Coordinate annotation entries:
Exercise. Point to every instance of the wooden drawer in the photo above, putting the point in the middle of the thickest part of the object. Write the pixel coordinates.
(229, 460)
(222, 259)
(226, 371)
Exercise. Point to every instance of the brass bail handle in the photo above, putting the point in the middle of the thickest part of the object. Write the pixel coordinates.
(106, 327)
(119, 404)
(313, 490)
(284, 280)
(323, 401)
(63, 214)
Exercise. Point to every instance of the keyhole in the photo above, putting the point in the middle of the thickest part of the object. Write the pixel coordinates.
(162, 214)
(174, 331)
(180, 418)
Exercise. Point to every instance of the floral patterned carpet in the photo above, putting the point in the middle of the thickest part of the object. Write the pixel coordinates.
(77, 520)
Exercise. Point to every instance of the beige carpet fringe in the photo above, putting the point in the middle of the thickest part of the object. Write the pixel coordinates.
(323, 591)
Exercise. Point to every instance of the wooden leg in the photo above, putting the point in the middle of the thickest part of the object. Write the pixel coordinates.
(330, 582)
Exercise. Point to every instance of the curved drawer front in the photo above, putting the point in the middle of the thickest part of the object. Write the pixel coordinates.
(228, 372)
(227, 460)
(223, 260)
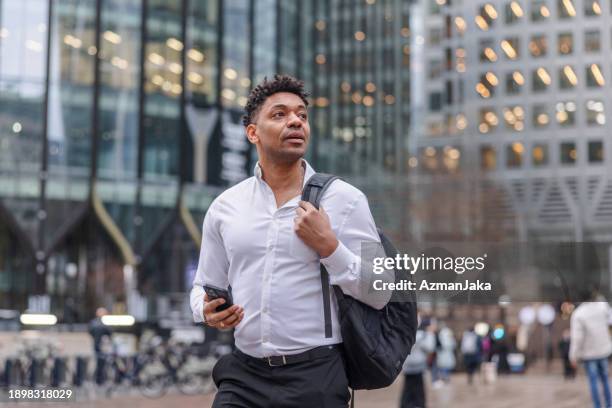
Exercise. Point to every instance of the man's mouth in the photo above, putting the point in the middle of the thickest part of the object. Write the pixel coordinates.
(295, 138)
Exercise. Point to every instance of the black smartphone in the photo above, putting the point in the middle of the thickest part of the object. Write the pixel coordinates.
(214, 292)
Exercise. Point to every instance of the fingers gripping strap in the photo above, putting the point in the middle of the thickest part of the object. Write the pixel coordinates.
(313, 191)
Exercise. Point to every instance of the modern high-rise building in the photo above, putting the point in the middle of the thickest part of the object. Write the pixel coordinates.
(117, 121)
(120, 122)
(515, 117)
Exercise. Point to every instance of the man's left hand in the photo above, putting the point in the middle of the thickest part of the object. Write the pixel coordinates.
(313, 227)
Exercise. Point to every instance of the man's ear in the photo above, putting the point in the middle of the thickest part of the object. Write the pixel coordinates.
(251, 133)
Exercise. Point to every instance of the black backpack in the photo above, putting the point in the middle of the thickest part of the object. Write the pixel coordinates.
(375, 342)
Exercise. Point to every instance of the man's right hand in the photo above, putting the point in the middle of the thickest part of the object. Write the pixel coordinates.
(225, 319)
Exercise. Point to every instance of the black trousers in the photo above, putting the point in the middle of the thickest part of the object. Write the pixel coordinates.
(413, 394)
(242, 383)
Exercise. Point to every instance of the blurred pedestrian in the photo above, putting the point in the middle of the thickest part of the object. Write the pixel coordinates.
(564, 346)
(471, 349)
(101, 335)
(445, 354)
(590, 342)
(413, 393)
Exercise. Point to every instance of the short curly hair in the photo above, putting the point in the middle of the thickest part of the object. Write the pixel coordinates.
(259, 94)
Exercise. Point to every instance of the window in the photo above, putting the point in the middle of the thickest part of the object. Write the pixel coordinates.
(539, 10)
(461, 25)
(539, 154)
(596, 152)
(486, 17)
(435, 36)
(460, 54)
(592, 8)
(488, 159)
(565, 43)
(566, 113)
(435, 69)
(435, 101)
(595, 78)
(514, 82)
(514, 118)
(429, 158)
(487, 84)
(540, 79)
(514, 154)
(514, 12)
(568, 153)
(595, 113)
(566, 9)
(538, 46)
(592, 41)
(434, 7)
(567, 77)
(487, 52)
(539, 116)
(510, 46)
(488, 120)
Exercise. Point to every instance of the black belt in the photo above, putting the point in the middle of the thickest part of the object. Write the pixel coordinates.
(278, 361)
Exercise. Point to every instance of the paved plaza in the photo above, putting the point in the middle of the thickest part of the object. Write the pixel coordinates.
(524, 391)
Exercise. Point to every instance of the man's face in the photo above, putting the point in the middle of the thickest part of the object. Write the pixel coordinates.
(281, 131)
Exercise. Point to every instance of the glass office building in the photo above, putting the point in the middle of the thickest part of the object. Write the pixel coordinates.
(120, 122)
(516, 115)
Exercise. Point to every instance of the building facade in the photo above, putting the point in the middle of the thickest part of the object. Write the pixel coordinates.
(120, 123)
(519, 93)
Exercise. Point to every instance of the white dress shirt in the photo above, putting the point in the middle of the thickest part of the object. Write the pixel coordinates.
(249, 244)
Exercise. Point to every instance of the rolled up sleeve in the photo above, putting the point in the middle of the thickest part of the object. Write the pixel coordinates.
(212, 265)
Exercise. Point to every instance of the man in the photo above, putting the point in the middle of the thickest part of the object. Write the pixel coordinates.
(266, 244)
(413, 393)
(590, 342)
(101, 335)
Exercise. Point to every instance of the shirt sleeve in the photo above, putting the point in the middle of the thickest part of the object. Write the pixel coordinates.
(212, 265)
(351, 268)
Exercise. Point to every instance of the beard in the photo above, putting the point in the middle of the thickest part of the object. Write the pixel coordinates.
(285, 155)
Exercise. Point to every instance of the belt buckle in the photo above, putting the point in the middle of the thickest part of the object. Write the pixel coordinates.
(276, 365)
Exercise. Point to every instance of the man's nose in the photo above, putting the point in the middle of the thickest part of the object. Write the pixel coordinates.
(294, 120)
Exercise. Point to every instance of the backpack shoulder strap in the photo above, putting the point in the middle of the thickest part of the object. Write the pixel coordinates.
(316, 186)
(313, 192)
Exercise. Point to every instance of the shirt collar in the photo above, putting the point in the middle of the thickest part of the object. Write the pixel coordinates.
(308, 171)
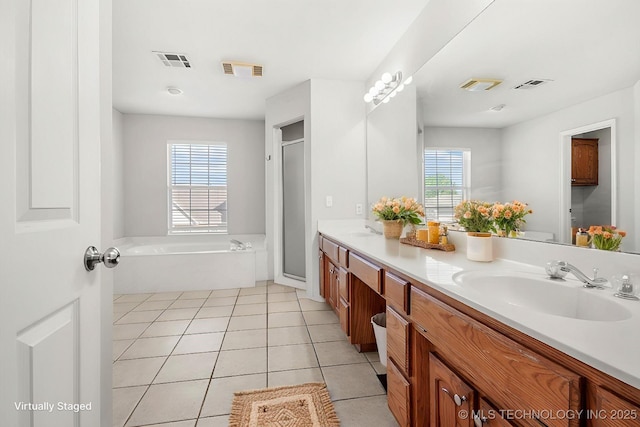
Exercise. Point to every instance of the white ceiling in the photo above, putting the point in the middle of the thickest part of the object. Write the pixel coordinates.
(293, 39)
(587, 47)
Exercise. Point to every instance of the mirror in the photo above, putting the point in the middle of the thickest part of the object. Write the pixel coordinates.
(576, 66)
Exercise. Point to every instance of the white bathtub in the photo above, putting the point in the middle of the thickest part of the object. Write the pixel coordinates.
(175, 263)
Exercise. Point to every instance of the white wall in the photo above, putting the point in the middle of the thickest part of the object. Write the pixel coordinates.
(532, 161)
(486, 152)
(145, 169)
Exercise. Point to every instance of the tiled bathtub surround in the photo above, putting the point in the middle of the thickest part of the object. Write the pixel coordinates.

STATED PROBLEM: Go through the entries above and output them exactly, without pictures.

SOLUTION:
Exercise. Point to every instance of the wooden drawer in the photo above, putting the point in the middle of the thickest part of the object. Write the pixel coordinates.
(229, 460)
(222, 259)
(226, 371)
Exercise. Point to every instance of the brass bail handle in the photo above, putting the point in the middle of the thickest part of the object. Write the pixel coordinates.
(106, 327)
(119, 404)
(313, 490)
(284, 280)
(323, 401)
(63, 214)
Exercise. Point to every instance of the keyhole in the photo above, putting the point in the middle of the thickest part of the object. Write the pixel coordinates.
(162, 214)
(174, 331)
(180, 418)
Exercise. Point to every instance of the floral patterned carpet in the photo above, putting the point in the middle of the thickest part of the object. Write the pixel coordinates.
(77, 520)
Exercise. Point to every instance of the beige carpet fringe in the photo above, putting the point in the middle of the thickest part of the object. Write the pixel coordinates.
(323, 591)
Exercise. Point to every instance of the wooden leg in the photo above, putting the point in the middle of the thickest part of the object. Write the pixel coordinates.
(330, 582)
Exercise. Point to every instance of the curved drawer front in the photo above, putting the point in the middle of the thickest part of the object. Write the pixel coordinates.
(228, 372)
(227, 460)
(223, 260)
Exercise. Point to every instance of the man's mouth in the photo above, putting the point in the middle of the thickest part of the object. Write the pixel coordinates.
(295, 138)
Exercise. Point to every instance of the black smartphone in the photo above, putting the point in the middle of the thickest part of the object. Write the pixel coordinates.
(214, 292)
Exercise. Point to every instance of the fingers gripping strap in the photo above, putting the point in the middle of the thickest part of the object. Write the pixel coordinates.
(313, 191)
Exercise. Point to every instance of the modern high-rise building in the photo above, putting the point in the middle of the thickest part of the object. Write the pixel coordinates.
(117, 121)
(120, 122)
(515, 117)
Exercise. Point to every instance of the man's left hand in the photo above, putting the point in the middle of the thickest part of the object. Write the pixel coordinates.
(313, 227)
Exercise. Point to every instance of the man's ear in the photo above, putting the point in the middle of the thickest part of the object. Write the pixel coordinates.
(251, 133)
Exercise. Point to every instance of the black backpack in the photo above, putting the point in the middle of the thickest part of the object. Write the pixel coordinates.
(375, 342)
Exercise. Point to every instance of the man's right hand in the photo above, putting the point in the middle of the thickest part of the object. Write the pixel coordinates.
(225, 319)
Exercise. Point to every instance of the black trousers in the photo above, putting the point in the middle of the thickest part of the object. Write the pixel coordinates.
(413, 394)
(242, 383)
Exercise. Point to every instance of the blurred pedestrian in the photo above, putting the point in the middle of the thickest part of the object. Write the pixel coordinates.
(564, 346)
(471, 349)
(101, 335)
(445, 354)
(590, 342)
(413, 393)
Exercise. Point to every instance of the short curly hair in the photo above, putting the point in the middle of the thickest part of the object. Write the pixel coordinates.
(259, 94)
Exercise. Point to every instance of the window in the photo above, putting the point in the middle of the thickest part of the object. Write the pixel coordinates.
(539, 10)
(461, 25)
(539, 154)
(596, 152)
(486, 17)
(435, 36)
(460, 54)
(592, 8)
(488, 159)
(565, 43)
(566, 113)
(435, 69)
(435, 101)
(595, 78)
(514, 82)
(514, 118)
(429, 158)
(487, 84)
(540, 79)
(514, 154)
(514, 12)
(568, 153)
(595, 113)
(566, 9)
(538, 46)
(592, 41)
(434, 7)
(567, 77)
(487, 52)
(539, 116)
(510, 46)
(488, 120)
Exercise. Point to every instance of the black belt in the photo above, putting the point in the middle of the thickest part of the object. Write the pixel coordinates.
(278, 361)
Exercise. Point to every instance of the paved plaza in the photo above, putting the point in the middle of the thickest part of the object. Write the pixel coordinates.
(524, 391)
Exercise. Point to every instance of the man's face in the photo above, putting the point in the middle of the thickest part of the object. Write the pixel coordinates.
(281, 131)
Exercise. Point to every instance of the glass office building in the photo above, putting the point in the middle of the thickest part of the object. Write the pixel coordinates.
(120, 122)
(516, 115)
Exercise. Point to every instance of the building facade in the photo above, putting the point in the middle of the thickest part of the object. Write the pixel coordinates.
(120, 123)
(519, 93)
Exercise. Point to every instance of the white dress shirt in the photo above, putting the point in the middle of the thickest part of the object. Write the pixel coordinates.
(249, 244)
Exercise. Point to every instance of the rolled up sleeve in the photo above, putting the point in the middle of the thickest part of the object. Write the pixel coordinates.
(212, 265)
Exercise. Point to every instance of the man in the photo above, putting the point in the middle of the thickest part of the object. Write the pixel coordinates.
(266, 244)
(413, 393)
(590, 342)
(101, 335)
Exercise. Point to every instance of the shirt sleeve in the photo above, putting the point in the middle of the thickest part of the object. Write the pixel coordinates.
(212, 265)
(351, 268)
Exercise. Point to every instance of the beard in the photo above, putting the point in the middle of the thickest part of the object. Write the pixel coordinates.
(285, 155)
Exercise. Point to every instance of the belt buckle in the photo above, putting the point in the middle of the thickest part of the object. Write the pixel coordinates.
(276, 365)
Exercise. Point to every instance of the man's nose in the photo above, putting the point in the middle of the thickest part of the object. Write the pixel coordinates.
(294, 120)
Exercise. Point to every instance of the backpack shoulder strap in the photo above, putting the point in the middle of the thickest part of the object. Write the pixel coordinates.
(316, 186)
(313, 192)
Exercise. Point to every instance of the shirt collar in the photo above, putting the point in the middle of the thickest part of the object. Write the pixel coordinates.
(308, 171)
Exercise. Point to every instance of the white ceiling in the photo above, putting the point in the middle of the thickest part of the object. Write the pixel coordinates.
(293, 39)
(587, 47)
Exercise. Point to every instance of the mirror in the photo above, putting the point in the middle of the thickest part of the object. Write the pixel coordinates.
(576, 66)
Exercise. Point to every instance of the white bathtub in the photo above, putting the point in the middle of the thickest part of the object. Write the pixel coordinates.
(175, 263)
Exercise. Point to every instance of the white wall in the photo above, putting the point in the middle of the thickest part of the object. Write the pixel coordinates.
(532, 161)
(486, 152)
(145, 169)
Exercise. Point to every instance of the tiled bathtub surround in the photo above, putting the point in the middle of the thickest part of the object. Write the pixel coordinates.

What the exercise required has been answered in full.